Image point grounding data:
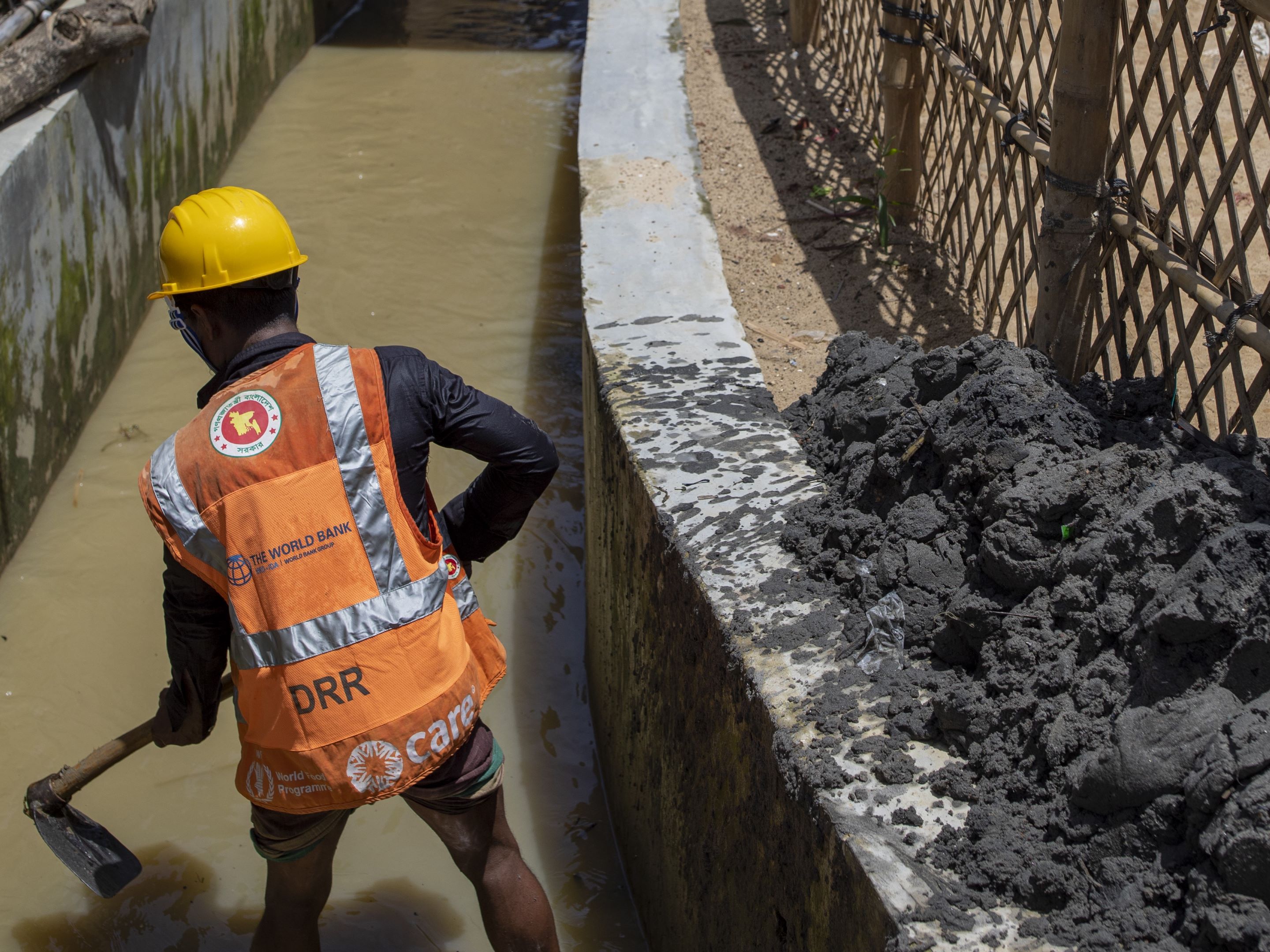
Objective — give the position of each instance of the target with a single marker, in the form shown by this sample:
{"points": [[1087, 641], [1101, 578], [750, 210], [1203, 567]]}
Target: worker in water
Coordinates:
{"points": [[303, 541]]}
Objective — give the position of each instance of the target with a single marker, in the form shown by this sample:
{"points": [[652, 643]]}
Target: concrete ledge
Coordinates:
{"points": [[87, 179], [702, 640]]}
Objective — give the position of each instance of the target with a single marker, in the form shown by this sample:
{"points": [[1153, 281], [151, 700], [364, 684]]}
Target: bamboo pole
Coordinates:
{"points": [[1177, 271], [804, 17], [1071, 239], [1206, 294], [902, 96]]}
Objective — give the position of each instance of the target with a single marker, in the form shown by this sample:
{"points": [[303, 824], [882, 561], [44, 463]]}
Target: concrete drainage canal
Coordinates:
{"points": [[948, 655], [423, 155]]}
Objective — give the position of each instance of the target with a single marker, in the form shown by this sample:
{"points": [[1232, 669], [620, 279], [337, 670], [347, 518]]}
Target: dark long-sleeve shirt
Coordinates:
{"points": [[427, 404]]}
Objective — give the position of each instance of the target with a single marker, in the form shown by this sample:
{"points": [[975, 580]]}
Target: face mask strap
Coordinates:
{"points": [[177, 320]]}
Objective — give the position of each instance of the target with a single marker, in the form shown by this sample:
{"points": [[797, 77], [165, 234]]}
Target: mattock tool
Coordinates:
{"points": [[90, 851]]}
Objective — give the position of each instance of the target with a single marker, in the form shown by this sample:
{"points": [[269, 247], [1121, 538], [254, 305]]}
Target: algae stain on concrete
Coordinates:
{"points": [[77, 264]]}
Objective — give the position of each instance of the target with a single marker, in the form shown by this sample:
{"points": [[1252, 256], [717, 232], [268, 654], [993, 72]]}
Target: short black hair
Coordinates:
{"points": [[248, 309]]}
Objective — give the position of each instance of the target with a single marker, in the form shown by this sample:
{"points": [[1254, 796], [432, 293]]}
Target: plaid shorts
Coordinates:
{"points": [[469, 776]]}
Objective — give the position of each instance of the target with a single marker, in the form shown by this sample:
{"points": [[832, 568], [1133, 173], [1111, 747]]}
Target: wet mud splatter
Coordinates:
{"points": [[1087, 628]]}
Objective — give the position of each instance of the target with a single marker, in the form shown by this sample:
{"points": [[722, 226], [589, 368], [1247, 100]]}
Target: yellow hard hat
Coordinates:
{"points": [[224, 237]]}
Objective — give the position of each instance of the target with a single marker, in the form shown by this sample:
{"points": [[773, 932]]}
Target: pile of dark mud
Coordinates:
{"points": [[1087, 622]]}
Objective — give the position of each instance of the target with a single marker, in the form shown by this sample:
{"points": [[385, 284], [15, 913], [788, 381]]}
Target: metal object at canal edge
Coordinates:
{"points": [[88, 850]]}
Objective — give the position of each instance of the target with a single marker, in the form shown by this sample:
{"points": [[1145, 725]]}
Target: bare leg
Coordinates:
{"points": [[295, 894], [512, 903]]}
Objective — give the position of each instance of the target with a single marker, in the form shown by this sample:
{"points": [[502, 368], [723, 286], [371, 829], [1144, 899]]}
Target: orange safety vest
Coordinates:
{"points": [[359, 654]]}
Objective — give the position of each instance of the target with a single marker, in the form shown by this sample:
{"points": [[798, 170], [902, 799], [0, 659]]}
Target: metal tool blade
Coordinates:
{"points": [[90, 851]]}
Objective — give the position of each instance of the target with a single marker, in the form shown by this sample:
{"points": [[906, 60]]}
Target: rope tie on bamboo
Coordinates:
{"points": [[1008, 139], [1214, 339], [908, 13], [896, 38], [1222, 22], [1108, 192]]}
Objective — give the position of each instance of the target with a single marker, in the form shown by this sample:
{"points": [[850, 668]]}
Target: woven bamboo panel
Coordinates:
{"points": [[1191, 127]]}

- [What you have to do]: Using the entries, return every line where the word "bamboo" can be found.

- [Task output]:
Target: bamboo pole
Target: rope tie on bamboo
Target: woven bamboo panel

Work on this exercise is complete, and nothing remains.